> DATA FOR REVIEW
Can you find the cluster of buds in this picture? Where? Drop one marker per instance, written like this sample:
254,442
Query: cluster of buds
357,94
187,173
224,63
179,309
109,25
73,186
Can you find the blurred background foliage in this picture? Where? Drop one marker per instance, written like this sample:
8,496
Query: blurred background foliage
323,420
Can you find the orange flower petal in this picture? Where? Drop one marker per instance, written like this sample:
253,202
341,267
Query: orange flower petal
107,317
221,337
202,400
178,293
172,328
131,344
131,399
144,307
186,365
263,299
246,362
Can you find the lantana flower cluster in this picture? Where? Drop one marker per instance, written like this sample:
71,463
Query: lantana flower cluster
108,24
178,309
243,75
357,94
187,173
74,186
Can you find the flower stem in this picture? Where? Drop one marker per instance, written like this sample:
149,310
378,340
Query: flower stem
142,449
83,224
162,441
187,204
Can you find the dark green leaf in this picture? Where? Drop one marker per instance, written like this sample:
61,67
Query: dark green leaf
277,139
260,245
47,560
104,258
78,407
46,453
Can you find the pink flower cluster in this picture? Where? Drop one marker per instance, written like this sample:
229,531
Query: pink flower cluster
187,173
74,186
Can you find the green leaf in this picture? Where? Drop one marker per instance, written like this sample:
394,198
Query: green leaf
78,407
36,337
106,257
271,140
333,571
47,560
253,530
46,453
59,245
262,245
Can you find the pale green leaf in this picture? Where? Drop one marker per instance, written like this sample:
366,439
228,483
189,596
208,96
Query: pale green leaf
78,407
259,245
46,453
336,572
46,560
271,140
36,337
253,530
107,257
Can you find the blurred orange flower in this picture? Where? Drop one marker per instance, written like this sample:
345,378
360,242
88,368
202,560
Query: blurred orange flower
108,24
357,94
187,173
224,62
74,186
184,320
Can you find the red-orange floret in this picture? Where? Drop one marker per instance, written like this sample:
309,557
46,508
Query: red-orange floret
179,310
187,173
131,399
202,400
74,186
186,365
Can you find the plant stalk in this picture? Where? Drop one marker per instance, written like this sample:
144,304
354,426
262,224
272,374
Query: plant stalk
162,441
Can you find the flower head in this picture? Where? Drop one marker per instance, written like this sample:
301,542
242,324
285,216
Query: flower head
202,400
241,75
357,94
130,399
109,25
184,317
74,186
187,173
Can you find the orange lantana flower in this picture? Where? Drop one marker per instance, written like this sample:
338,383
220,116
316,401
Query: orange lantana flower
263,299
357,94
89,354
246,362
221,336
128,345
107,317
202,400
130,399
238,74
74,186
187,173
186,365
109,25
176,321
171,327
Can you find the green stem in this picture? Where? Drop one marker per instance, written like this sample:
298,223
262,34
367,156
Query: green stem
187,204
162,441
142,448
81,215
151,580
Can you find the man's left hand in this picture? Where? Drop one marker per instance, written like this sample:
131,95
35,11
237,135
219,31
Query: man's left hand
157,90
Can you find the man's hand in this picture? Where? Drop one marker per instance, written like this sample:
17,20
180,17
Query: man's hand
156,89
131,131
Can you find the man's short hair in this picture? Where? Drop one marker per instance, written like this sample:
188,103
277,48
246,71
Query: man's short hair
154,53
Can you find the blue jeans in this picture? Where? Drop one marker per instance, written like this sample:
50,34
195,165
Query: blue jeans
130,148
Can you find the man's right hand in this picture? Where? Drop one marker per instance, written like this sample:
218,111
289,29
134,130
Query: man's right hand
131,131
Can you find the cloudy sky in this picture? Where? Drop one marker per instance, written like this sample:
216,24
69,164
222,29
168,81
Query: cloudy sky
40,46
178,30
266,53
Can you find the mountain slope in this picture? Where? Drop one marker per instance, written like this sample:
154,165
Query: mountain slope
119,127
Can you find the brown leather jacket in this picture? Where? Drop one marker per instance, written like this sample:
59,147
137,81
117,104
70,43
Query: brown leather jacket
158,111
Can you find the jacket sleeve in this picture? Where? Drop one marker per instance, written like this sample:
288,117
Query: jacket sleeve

> TASK GOAL
Which lines in the records above hold the string "sleeve"? Copy each of them.

> RESULT OF THIS TASK
Can you find the jacket sleeve in this picture? Where? Drop one marker per instance, written like this sample:
Query: jacket sleeve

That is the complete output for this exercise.